**Description of the task:** When you copy the listing, reproduce each line as it appears and omit every image.

◇ ◇ ◇ ◇

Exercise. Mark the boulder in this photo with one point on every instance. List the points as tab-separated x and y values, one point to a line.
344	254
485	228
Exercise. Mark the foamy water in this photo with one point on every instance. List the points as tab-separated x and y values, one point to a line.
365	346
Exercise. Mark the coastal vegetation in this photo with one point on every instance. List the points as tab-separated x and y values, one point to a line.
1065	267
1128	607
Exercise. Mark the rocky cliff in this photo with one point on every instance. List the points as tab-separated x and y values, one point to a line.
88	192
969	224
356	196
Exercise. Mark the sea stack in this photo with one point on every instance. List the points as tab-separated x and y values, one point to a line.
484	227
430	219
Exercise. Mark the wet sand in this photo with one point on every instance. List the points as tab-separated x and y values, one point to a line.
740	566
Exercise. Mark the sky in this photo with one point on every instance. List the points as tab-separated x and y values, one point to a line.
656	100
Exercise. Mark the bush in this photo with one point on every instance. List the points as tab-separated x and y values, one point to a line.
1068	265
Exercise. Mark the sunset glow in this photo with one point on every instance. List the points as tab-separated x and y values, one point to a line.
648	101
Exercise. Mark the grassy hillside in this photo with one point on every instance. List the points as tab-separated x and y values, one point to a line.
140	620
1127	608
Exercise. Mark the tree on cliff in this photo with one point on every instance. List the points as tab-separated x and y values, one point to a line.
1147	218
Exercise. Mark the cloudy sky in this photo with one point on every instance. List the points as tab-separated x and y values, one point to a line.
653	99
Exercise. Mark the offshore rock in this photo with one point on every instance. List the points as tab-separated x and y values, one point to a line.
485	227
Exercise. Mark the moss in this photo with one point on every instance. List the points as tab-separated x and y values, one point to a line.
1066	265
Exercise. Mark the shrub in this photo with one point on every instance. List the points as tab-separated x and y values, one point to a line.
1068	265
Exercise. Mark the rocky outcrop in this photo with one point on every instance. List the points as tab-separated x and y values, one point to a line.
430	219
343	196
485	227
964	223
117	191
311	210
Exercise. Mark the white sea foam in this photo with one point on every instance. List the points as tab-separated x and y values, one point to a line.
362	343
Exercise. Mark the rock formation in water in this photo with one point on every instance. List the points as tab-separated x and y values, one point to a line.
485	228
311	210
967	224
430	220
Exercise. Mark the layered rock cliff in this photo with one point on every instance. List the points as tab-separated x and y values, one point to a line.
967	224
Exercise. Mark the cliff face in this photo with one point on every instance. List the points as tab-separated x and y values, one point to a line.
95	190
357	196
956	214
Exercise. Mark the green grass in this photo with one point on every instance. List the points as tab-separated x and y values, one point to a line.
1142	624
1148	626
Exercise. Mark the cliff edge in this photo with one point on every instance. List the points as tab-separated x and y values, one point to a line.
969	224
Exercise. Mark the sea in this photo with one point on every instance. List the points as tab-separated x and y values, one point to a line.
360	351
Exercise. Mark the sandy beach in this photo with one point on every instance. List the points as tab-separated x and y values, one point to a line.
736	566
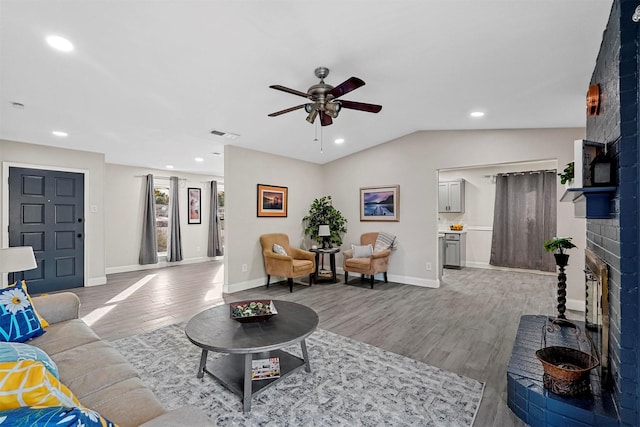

◇ ◇ ◇ ◇

**Your solution:**
Exercise. Mark the boulder in this photo with one point on every instance. List the points as tab-separated x and y values, one point to a line.
344	254
485	228
Exercise. Mark the foamy water in this photo with one point on every instance. List the points as tab-separated x and y values, one point to a line.
365	346
Exercise. Mark the coastal vegetation in this photo with one point on every instance. List the points as tab-separated x and y values, one point to a line.
1065	267
1128	607
Exercise. Mark the rocky cliff in this photo with one point on every instance. List the points as tab-separated x and y values, one point to a line.
88	192
969	224
356	196
Exercise. Mark the sea stack in this photo with one point on every instance. List the points as tab-separated x and y values, one point to a line.
484	227
430	219
Exercise. Mark the wet sand in this photo with one point on every instance. List the points as tab-separated x and y values, one point to a line.
740	566
Exercise. Mark the sky in this photo with one point on every instance. List the points as tab-separated x and y values, one point to a line.
656	100
Exercise. Mark the bush in this photo with one point on every instance. List the points as tab-separated x and y values, one point to a line.
1068	265
Exercise. Mark the sunset glow in this photo with one point on every instance. List the points as tab-separated x and y values, one point to a line.
648	101
Exercise. Mark the grassy hillside in this photo with one point on every instance. List the points as tab-separated x and y values, one point to a line.
140	620
1127	608
Exercise. Mark the tree on cliff in this photo with one point on every instance. List the points as tab-separated x and y values, one point to a line.
1147	218
Exercise. Mark the cloudy sky in this photo with one point on every instance. List the points as tab-separated x and y values, one point to a line.
653	99
Exercise. Mark the offshore rock in this photo with one point on every instance. List the points as tab-separated x and y values, one point to a line.
485	227
Exercise. Mark the moss in this photo with one point on every instance. List the points as tab-separated x and y values, one point to a line.
1066	265
Exercise. Mark the shrub in this photo with one point on every instance. List the points as tab-separated x and y values, one point to a line.
1068	265
Exercise. Mark the rocky outcrop in this photo with one point on every instance. List the points as tab-separated x and y values, one point to a line.
430	219
343	196
485	227
964	223
117	191
311	210
Exercise. Mark the white sea foam in this photo with one point on every instance. List the points as tab-separated x and y values, one point to a line.
362	343
Exercise. Mark the rock formation in water in this photo with one point on every instance. List the points as tab-separated x and y values, one point to a line.
485	228
311	210
967	224
430	220
Exercise. Mark the layered rock cliff in this photo with one point on every instance. List the points as tab-separated x and y values, one point to a line.
967	224
Exercise. Mark the cliff face in this photo with one point on every instance. List the points as tab-separated x and y values, one point to a line.
95	190
357	196
956	214
Exercise. Mark the green grass in this photo with one point on every instance. List the points as tab-separated x and y values, one point to a line.
1142	624
1148	626
Exercise. Mark the cliff edge in this photo with one point on every instance. List the points as tab-separated x and y values, one point to a line.
969	224
Exercise. Mark the sea in this photo with one point on every instance. List the points as tab-separated x and y values, one point to a line.
360	351
Exercise. Mark the sandy beach in this photo with one point on every instance. List the points as tab-separated x and y values, one point to a line.
736	566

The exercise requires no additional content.